◆ WHAT THE EXERCISE ASKS
Could you recast the material from the line containing "I bet you can't find the quarry" through the line containing "[0, 0, 133, 16]" as a Markdown table? Use a Row column for each line's number and an Entry column for the line itself, and leave out blank lines.
begin DATA TO PROCESS
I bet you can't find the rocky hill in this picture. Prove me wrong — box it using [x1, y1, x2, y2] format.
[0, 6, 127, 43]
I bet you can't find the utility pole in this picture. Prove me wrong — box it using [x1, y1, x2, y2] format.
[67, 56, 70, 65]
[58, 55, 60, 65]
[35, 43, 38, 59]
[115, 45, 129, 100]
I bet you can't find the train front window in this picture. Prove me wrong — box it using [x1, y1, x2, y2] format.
end DATA TO PROCESS
begin DATA TO PROCESS
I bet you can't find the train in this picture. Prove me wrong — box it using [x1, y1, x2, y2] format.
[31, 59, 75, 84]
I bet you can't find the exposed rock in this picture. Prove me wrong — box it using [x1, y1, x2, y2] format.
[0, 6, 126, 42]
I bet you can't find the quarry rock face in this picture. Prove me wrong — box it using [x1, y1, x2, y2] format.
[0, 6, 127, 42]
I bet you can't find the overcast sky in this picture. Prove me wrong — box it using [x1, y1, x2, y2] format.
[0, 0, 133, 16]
end DATA TO PROCESS
◆ RESULT OF THE EXERCISE
| Row | Entry |
|---|---|
| 1 | I bet you can't find the quarry rock face in this picture. Prove me wrong — box it using [x1, y1, x2, y2] format. |
| 2 | [0, 6, 127, 42] |
| 3 | I bet you can't find the overcast sky in this picture. Prove me wrong — box it using [x1, y1, x2, y2] format. |
| 4 | [0, 0, 133, 16] |